» **Brief**: Can you copy out the entries from the line containing "Exercise. Point out the person" through the end of the entries, leaving each request and its sample coordinates as they are? Scale only the coordinates in the answers by 0.55, rounding each to a whole number with halves going up.

[Stored items]
☆ ☆ ☆ ☆ ☆

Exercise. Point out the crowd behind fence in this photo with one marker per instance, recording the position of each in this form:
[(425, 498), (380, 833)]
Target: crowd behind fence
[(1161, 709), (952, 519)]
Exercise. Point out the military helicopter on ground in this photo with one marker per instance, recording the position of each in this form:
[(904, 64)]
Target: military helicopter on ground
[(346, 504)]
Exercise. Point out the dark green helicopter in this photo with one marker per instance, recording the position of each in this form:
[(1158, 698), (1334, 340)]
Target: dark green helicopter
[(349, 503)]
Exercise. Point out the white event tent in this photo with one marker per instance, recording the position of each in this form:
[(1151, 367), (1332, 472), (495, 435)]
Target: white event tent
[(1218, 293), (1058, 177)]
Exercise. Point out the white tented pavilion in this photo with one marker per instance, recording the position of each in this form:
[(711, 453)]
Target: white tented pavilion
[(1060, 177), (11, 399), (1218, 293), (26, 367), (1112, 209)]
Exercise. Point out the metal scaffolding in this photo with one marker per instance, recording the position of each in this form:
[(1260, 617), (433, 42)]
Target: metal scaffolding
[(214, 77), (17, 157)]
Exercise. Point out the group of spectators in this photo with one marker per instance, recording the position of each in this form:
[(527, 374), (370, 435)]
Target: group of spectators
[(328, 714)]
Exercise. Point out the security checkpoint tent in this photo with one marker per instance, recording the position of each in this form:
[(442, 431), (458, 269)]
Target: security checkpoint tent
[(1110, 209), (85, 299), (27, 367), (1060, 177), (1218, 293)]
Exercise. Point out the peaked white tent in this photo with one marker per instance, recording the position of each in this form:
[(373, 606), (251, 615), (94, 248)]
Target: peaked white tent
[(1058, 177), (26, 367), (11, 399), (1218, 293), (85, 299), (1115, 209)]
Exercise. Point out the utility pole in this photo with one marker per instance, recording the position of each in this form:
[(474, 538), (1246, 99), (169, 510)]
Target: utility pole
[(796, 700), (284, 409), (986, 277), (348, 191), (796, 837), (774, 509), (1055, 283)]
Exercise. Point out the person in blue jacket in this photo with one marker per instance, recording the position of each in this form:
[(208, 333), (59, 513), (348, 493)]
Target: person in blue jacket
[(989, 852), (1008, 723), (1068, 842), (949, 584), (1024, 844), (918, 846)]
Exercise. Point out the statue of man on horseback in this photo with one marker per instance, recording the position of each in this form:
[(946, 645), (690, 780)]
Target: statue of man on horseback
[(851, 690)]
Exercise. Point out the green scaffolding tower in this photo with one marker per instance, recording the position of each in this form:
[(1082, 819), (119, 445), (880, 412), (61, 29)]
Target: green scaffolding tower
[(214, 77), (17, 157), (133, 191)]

☆ ☆ ☆ ☆ ☆

» **Solved problem**:
Exercise. Point out the person in blue jacket in this photo with one marker per instance, recording the position of each in this form:
[(208, 333), (59, 513), (348, 493)]
Target: person in blue jacket
[(544, 469), (554, 398), (587, 463), (522, 321), (563, 464), (505, 465)]
Exercise. Point out the statue of man on horseback in this photo with one marker per instance, recording the position of each in this form:
[(946, 645), (690, 780)]
Target: statue of man on horseback
[(468, 380)]
Exercise. Point out the green scaffolding tower in this photo with one marker per instance, recording the position of each in this form:
[(1082, 819), (119, 445), (880, 412), (61, 29)]
Target: green scaffolding tower
[(118, 42), (9, 86), (73, 105)]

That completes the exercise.